_INFORMATION SHOWN_
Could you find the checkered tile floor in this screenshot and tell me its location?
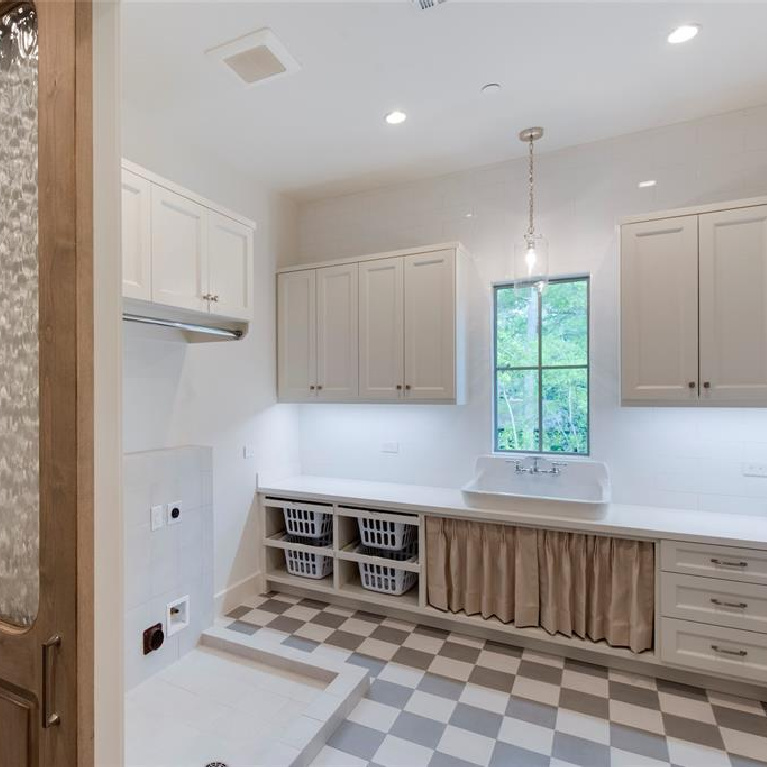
[224,592,767,767]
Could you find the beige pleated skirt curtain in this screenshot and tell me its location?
[426,517,655,653]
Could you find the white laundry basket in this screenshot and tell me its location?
[359,544,418,597]
[285,532,333,580]
[282,506,333,538]
[357,517,418,551]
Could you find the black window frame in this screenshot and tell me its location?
[493,274,591,456]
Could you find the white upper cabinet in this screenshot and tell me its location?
[277,245,467,404]
[621,216,698,403]
[122,161,255,321]
[152,186,208,311]
[621,200,767,407]
[404,250,456,400]
[122,169,152,301]
[207,210,255,320]
[316,264,359,400]
[359,257,405,400]
[700,205,767,404]
[277,269,317,402]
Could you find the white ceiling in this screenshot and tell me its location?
[122,0,767,199]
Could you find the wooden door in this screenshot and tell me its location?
[359,257,405,400]
[621,216,699,405]
[404,250,456,400]
[152,184,210,312]
[699,205,767,405]
[277,269,317,402]
[207,210,255,320]
[0,0,93,767]
[317,264,359,400]
[122,168,152,301]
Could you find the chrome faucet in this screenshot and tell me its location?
[514,455,567,476]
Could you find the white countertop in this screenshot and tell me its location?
[258,475,767,549]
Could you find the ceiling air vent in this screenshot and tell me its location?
[410,0,447,11]
[206,28,301,85]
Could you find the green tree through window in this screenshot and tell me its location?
[495,277,589,454]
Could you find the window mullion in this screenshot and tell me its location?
[537,289,543,453]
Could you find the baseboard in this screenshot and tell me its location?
[213,572,266,618]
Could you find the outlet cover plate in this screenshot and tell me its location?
[743,463,767,478]
[149,505,165,532]
[168,501,184,525]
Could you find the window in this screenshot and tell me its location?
[494,277,589,454]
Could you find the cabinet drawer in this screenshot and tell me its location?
[660,541,767,584]
[661,573,767,633]
[660,618,767,682]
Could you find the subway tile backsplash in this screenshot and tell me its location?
[123,446,213,690]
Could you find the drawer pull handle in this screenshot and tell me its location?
[711,644,748,658]
[711,597,748,610]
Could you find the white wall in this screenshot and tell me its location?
[296,107,767,514]
[122,104,298,592]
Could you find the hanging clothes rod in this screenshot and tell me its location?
[123,314,242,339]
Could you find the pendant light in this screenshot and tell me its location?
[513,126,549,291]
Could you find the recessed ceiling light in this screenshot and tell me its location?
[668,24,700,44]
[386,109,407,125]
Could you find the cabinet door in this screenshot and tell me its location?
[700,205,767,405]
[207,210,255,320]
[404,250,456,400]
[152,184,209,312]
[122,170,152,301]
[317,264,359,400]
[621,216,699,404]
[359,258,405,400]
[277,269,317,402]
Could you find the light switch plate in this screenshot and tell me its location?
[743,463,767,478]
[149,506,165,532]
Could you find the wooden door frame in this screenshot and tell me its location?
[0,0,94,767]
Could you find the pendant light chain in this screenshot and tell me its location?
[527,136,535,240]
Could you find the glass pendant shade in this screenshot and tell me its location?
[512,234,549,290]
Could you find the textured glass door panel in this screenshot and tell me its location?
[0,5,40,626]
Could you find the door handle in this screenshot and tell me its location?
[41,634,61,730]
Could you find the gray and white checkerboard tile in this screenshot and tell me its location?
[224,592,767,767]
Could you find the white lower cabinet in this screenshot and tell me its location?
[661,573,767,633]
[658,541,767,682]
[660,618,767,683]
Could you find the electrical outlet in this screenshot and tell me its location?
[149,506,165,532]
[168,501,184,525]
[743,463,767,477]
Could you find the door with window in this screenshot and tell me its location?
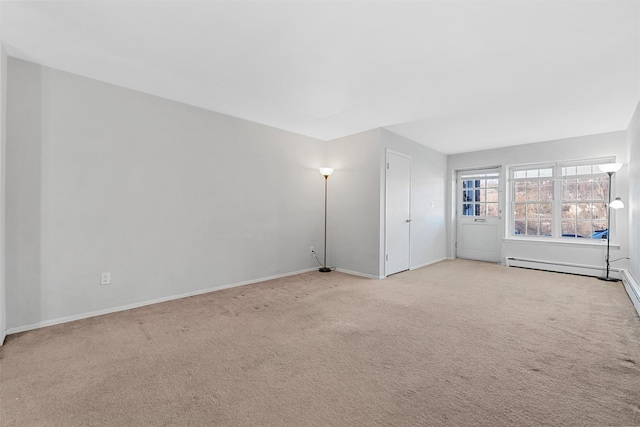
[385,150,411,276]
[456,168,502,262]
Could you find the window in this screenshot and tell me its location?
[461,172,500,217]
[511,159,613,238]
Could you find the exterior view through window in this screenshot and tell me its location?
[511,159,612,239]
[462,172,500,217]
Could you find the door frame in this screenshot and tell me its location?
[452,165,506,263]
[382,148,413,277]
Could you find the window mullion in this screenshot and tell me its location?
[552,165,563,237]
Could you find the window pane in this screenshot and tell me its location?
[576,203,591,220]
[577,221,592,237]
[577,165,591,175]
[593,178,609,200]
[513,220,526,234]
[515,182,527,202]
[538,203,553,220]
[578,179,593,200]
[593,221,607,239]
[540,220,552,236]
[487,188,498,202]
[562,203,578,220]
[527,221,539,236]
[527,181,539,202]
[462,190,474,202]
[540,181,553,202]
[561,221,576,237]
[591,203,607,219]
[562,180,578,200]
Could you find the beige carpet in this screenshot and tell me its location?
[0,260,640,426]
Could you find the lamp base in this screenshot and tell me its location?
[598,276,620,282]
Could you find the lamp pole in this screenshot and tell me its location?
[598,171,620,282]
[319,168,333,273]
[598,163,624,282]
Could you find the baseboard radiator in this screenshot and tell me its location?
[505,257,608,279]
[505,257,640,316]
[622,270,640,316]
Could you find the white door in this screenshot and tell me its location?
[385,151,411,276]
[456,168,502,262]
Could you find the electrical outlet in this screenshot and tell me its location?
[100,273,111,285]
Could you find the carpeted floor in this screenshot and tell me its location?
[0,260,640,426]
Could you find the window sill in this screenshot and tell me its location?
[502,237,620,250]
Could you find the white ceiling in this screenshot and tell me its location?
[0,0,640,154]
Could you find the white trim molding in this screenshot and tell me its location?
[7,267,317,335]
[409,258,453,270]
[336,267,385,280]
[621,269,640,316]
[505,257,640,316]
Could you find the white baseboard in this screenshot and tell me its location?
[409,258,449,270]
[336,267,384,280]
[6,267,317,335]
[622,270,640,316]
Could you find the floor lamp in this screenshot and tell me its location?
[319,168,333,273]
[598,163,624,282]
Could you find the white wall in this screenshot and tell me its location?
[447,131,630,274]
[327,129,382,278]
[627,103,640,282]
[6,58,324,331]
[0,43,7,345]
[327,129,446,278]
[380,129,447,274]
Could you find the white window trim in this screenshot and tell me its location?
[504,156,616,242]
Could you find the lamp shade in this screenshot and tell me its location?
[598,163,622,173]
[609,197,624,209]
[319,168,333,176]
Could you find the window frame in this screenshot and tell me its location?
[505,156,615,242]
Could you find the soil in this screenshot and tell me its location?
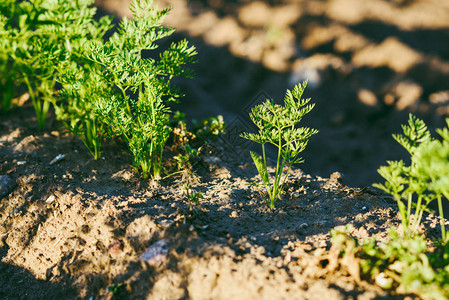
[0,0,449,299]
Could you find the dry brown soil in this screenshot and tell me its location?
[0,0,449,299]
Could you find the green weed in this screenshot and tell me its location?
[241,82,318,209]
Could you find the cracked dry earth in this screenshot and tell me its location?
[0,105,444,299]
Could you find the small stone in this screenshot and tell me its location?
[204,156,221,165]
[298,223,309,229]
[45,195,55,203]
[50,154,65,166]
[140,239,169,267]
[0,175,16,198]
[157,220,173,228]
[292,192,301,198]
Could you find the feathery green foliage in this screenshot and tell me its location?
[242,82,318,209]
[83,0,196,178]
[331,225,449,300]
[374,115,449,243]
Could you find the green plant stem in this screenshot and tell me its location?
[437,195,446,241]
[407,193,413,226]
[394,194,408,235]
[412,195,422,232]
[24,74,45,131]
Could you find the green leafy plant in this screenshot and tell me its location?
[0,0,108,130]
[331,225,449,300]
[0,0,18,113]
[84,0,196,178]
[241,82,318,209]
[374,115,449,243]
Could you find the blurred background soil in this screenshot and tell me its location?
[97,0,449,186]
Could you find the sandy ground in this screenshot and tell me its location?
[0,0,449,299]
[0,106,444,299]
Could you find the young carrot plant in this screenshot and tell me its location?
[85,0,196,178]
[0,0,110,130]
[374,115,449,243]
[242,82,318,209]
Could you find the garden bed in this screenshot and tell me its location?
[0,105,439,299]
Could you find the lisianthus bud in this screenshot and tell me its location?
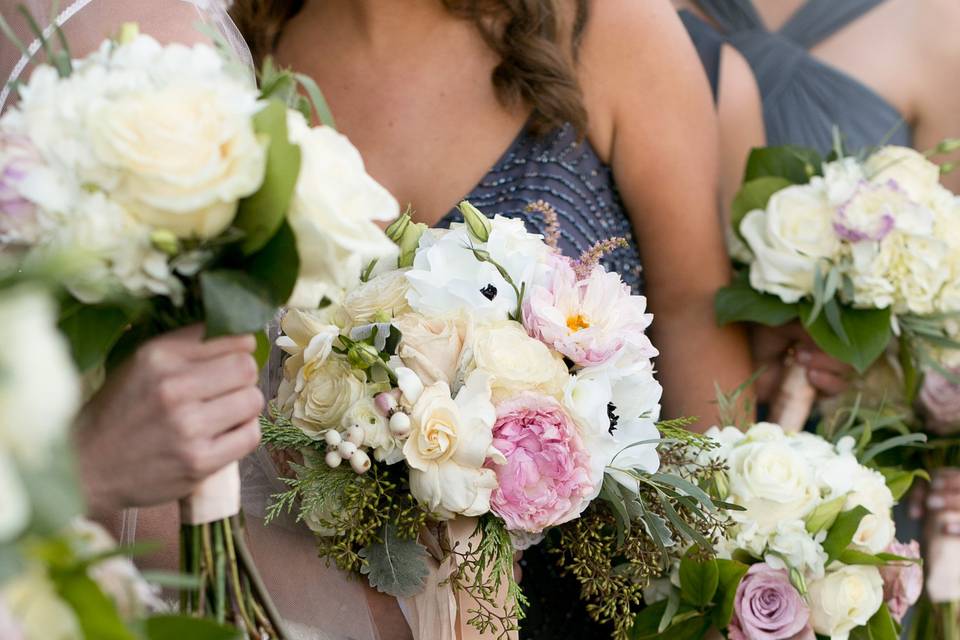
[457,200,493,242]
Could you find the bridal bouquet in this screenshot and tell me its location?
[717,141,960,429]
[0,282,233,640]
[0,17,398,637]
[634,423,923,640]
[264,202,717,639]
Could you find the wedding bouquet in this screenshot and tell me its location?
[634,423,923,640]
[717,141,960,430]
[0,282,234,640]
[264,202,717,639]
[0,17,399,637]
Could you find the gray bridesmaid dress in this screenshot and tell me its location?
[684,0,912,152]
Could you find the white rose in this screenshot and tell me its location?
[864,146,940,203]
[287,111,400,308]
[0,566,83,640]
[394,313,469,386]
[342,270,410,327]
[740,181,840,303]
[727,439,820,533]
[808,565,883,640]
[403,372,506,520]
[88,78,266,238]
[465,320,570,399]
[764,520,827,578]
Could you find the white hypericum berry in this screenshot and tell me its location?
[337,440,357,460]
[350,451,370,474]
[324,451,343,469]
[323,429,343,447]
[390,412,410,437]
[347,424,364,447]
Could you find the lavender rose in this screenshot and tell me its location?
[880,540,923,622]
[729,564,814,640]
[920,368,960,436]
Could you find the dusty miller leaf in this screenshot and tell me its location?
[360,524,428,598]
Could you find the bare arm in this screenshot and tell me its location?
[584,1,751,428]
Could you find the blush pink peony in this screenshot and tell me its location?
[488,392,594,533]
[523,258,657,367]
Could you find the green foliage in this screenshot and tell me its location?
[358,523,429,598]
[234,100,301,254]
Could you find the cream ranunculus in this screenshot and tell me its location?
[403,372,506,520]
[728,438,820,534]
[808,565,883,640]
[88,78,266,238]
[740,181,840,303]
[864,146,940,204]
[394,313,468,387]
[465,320,570,400]
[287,111,400,308]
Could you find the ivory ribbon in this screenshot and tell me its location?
[180,462,240,525]
[399,518,517,640]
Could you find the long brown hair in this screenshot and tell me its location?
[230,0,589,134]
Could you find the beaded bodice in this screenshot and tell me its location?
[438,125,642,293]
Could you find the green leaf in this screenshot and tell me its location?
[800,303,893,374]
[680,548,720,607]
[713,559,750,629]
[200,270,276,338]
[743,145,823,184]
[234,100,300,254]
[805,496,847,535]
[823,506,870,564]
[50,571,135,640]
[730,176,793,238]
[60,302,130,371]
[244,220,300,307]
[360,524,428,598]
[714,269,797,327]
[144,615,240,640]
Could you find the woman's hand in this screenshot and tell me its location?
[750,322,852,402]
[75,326,263,516]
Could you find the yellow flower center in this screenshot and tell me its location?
[567,313,590,333]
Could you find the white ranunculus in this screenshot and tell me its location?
[88,79,266,238]
[287,111,400,308]
[764,520,827,579]
[407,216,550,320]
[403,372,506,520]
[0,566,83,640]
[727,437,820,533]
[864,146,940,203]
[0,286,80,465]
[740,181,840,303]
[464,320,570,400]
[807,565,883,640]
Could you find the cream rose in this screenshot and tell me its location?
[740,181,840,303]
[88,78,266,238]
[287,111,400,308]
[808,565,883,640]
[467,320,570,399]
[394,313,468,386]
[403,372,506,520]
[864,146,940,204]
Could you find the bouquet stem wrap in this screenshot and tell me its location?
[770,363,817,433]
[399,518,518,640]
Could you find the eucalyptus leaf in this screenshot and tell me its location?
[360,524,429,598]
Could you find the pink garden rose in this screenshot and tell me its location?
[488,392,594,533]
[920,368,960,436]
[729,563,815,640]
[880,540,923,622]
[523,258,657,367]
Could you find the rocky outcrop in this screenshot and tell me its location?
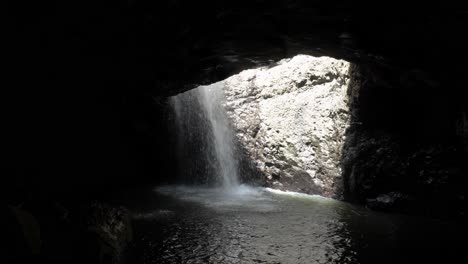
[342,65,468,217]
[224,55,349,197]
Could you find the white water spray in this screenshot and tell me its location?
[172,82,239,189]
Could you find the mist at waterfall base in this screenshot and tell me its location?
[126,83,464,263]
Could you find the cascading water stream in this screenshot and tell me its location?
[172,82,239,189]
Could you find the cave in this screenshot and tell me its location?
[0,0,468,263]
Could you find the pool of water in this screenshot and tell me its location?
[126,186,465,263]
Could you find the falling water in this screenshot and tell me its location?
[172,82,239,188]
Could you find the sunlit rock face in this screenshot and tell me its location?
[221,55,349,197]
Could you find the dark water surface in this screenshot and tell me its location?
[126,186,466,263]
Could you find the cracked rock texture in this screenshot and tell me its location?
[224,55,349,197]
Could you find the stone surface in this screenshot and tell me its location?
[224,55,349,197]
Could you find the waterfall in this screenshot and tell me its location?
[171,82,239,188]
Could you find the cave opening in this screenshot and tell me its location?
[4,0,468,263]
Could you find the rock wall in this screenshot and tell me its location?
[342,65,468,217]
[224,55,349,197]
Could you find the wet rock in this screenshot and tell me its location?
[88,203,133,263]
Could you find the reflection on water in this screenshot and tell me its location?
[129,186,461,263]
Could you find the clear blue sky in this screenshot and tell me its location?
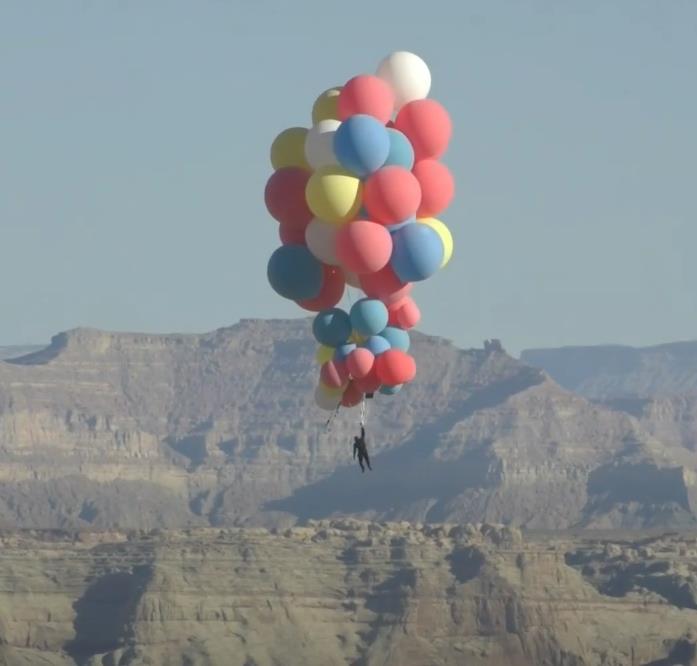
[0,0,697,352]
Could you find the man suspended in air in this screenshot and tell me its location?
[353,426,373,472]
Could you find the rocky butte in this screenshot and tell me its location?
[0,320,697,666]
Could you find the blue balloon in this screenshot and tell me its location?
[390,224,445,282]
[380,326,411,351]
[312,308,351,347]
[351,298,389,335]
[334,342,356,361]
[384,127,414,171]
[385,217,416,234]
[334,114,390,178]
[266,245,323,301]
[361,335,392,356]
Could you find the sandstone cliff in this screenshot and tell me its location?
[0,520,697,666]
[0,320,697,529]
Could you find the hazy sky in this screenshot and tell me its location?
[0,0,697,352]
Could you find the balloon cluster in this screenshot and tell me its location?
[265,51,455,410]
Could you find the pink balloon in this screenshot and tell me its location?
[412,160,455,217]
[278,224,307,245]
[387,296,421,331]
[296,264,346,312]
[397,298,421,331]
[346,347,375,379]
[360,264,412,307]
[319,360,348,388]
[363,165,421,224]
[341,382,363,407]
[375,349,416,386]
[338,74,394,123]
[394,99,453,162]
[336,220,392,275]
[264,167,312,231]
[353,364,380,393]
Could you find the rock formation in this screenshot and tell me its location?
[0,320,697,529]
[0,520,697,666]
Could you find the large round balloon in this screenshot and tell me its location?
[334,342,357,361]
[298,264,346,312]
[353,364,380,393]
[304,218,339,266]
[375,349,416,386]
[395,99,453,162]
[360,264,412,305]
[339,74,394,125]
[350,298,388,335]
[266,245,323,301]
[384,129,414,169]
[264,167,312,229]
[315,345,334,365]
[304,166,362,224]
[380,326,410,351]
[334,114,390,178]
[377,51,431,109]
[417,217,453,268]
[412,160,455,217]
[312,87,341,125]
[312,308,352,349]
[363,166,421,224]
[346,347,375,379]
[271,127,310,169]
[390,224,445,282]
[315,386,342,412]
[319,359,349,388]
[341,382,363,407]
[361,335,392,356]
[388,298,421,331]
[278,224,307,245]
[336,220,392,275]
[305,120,341,169]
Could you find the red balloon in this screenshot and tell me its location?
[387,296,421,331]
[363,166,421,224]
[341,382,363,407]
[338,74,394,123]
[346,347,375,379]
[336,220,392,275]
[319,360,348,388]
[412,160,455,217]
[278,224,307,245]
[296,264,346,312]
[397,298,421,331]
[375,349,416,386]
[264,167,312,230]
[353,364,380,393]
[360,264,412,307]
[395,99,453,162]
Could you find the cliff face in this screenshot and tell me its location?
[0,520,697,666]
[0,321,697,529]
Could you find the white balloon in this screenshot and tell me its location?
[377,51,431,110]
[305,120,341,169]
[315,386,341,412]
[305,218,339,266]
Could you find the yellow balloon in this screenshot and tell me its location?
[315,345,334,365]
[271,127,311,171]
[312,88,341,125]
[417,217,453,268]
[305,165,363,224]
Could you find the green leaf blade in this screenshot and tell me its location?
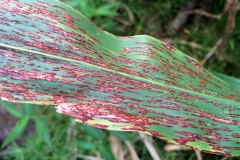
[0,0,240,156]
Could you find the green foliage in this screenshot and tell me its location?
[1,117,29,148]
[0,1,240,159]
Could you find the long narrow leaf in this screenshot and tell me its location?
[0,0,240,156]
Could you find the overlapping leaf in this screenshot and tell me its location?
[0,0,240,156]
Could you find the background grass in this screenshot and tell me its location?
[0,0,240,160]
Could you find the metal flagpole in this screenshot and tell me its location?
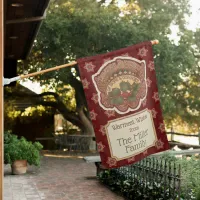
[3,40,159,85]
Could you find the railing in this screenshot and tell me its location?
[100,158,181,200]
[167,131,200,145]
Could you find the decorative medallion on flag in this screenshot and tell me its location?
[77,42,169,168]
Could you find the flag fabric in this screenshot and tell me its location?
[77,42,169,168]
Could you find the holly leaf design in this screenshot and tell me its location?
[119,81,131,92]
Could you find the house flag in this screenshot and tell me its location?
[77,42,169,168]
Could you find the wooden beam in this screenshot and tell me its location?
[0,0,4,199]
[6,16,45,24]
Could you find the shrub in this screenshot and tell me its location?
[4,132,43,166]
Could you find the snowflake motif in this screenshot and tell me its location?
[90,110,97,120]
[152,92,159,102]
[82,78,90,89]
[104,110,115,118]
[84,62,96,72]
[99,125,106,135]
[138,47,148,57]
[148,61,155,71]
[91,93,99,104]
[103,58,110,63]
[106,157,117,167]
[151,108,158,118]
[128,156,135,163]
[146,78,152,87]
[97,142,105,152]
[155,139,164,149]
[121,53,130,57]
[142,99,147,106]
[158,123,165,133]
[143,150,148,156]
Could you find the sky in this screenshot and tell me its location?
[20,0,200,94]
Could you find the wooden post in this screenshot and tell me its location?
[198,129,200,145]
[0,0,4,199]
[171,126,174,141]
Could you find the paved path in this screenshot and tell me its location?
[4,157,123,200]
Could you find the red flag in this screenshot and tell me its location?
[77,42,169,168]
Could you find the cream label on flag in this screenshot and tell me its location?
[77,42,169,168]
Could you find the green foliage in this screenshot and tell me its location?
[99,152,200,200]
[4,132,43,166]
[176,156,200,200]
[99,170,177,200]
[16,0,200,131]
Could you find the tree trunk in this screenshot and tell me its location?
[77,107,94,135]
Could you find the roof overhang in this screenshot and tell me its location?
[4,0,50,60]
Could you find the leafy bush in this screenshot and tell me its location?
[4,132,43,166]
[99,153,200,200]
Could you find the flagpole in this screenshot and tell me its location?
[4,40,159,85]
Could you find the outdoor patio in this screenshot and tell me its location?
[4,157,123,200]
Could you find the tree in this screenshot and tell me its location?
[13,0,200,134]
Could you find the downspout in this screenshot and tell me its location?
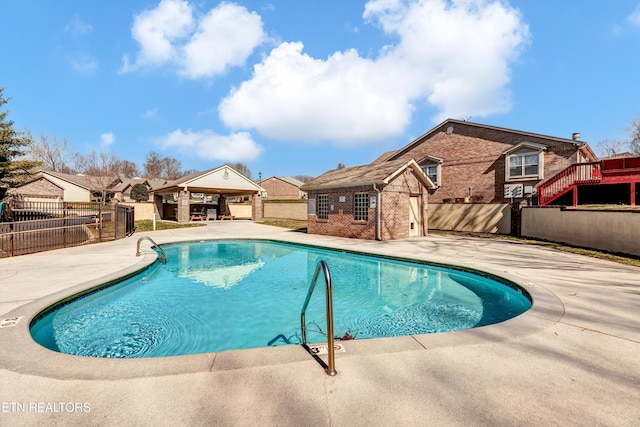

_GIVEN EXERCISE_
Can you recast the listing above, from the line with "Could you find the ivory" to the line with "[807,565,883,640]", both ends included, as a JSON list of strings with one string per line and blank lines left out?

_THE REPLY_
[
  "Could you find the ivory ribbon in this screenshot and tell me its location?",
  "[180,462,240,525]",
  "[399,518,517,640]",
  "Could you find the long brown hair in this screenshot and tell me its location?",
  "[230,0,589,134]",
  "Could you find the beaded bodice in this screenshot and tell me its location?",
  "[438,125,642,293]",
  "Could you find the green leaf in this screenshot and tell me its location?",
  "[800,303,893,374]",
  "[680,548,720,607]",
  "[713,559,750,629]",
  "[200,270,276,338]",
  "[743,145,823,184]",
  "[234,100,300,254]",
  "[805,496,847,535]",
  "[823,506,870,564]",
  "[50,571,135,640]",
  "[730,176,793,238]",
  "[60,302,130,371]",
  "[244,220,300,307]",
  "[360,524,428,598]",
  "[714,269,797,327]",
  "[144,615,240,640]",
  "Could you find the woman's hand in this screenshot and tell me its location?",
  "[750,322,852,402]",
  "[75,326,263,516]",
  "Could you find the yellow flower center in this screenshot and tell me its location?",
  "[567,313,590,333]",
  "Could you find the white ranunculus in this screenshot and tell me its location?",
  "[88,79,266,238]",
  "[287,111,400,308]",
  "[764,520,827,579]",
  "[407,216,550,320]",
  "[403,372,506,520]",
  "[0,566,83,640]",
  "[727,437,820,533]",
  "[864,146,940,203]",
  "[0,286,80,465]",
  "[740,181,840,303]",
  "[464,320,570,400]",
  "[807,565,883,640]"
]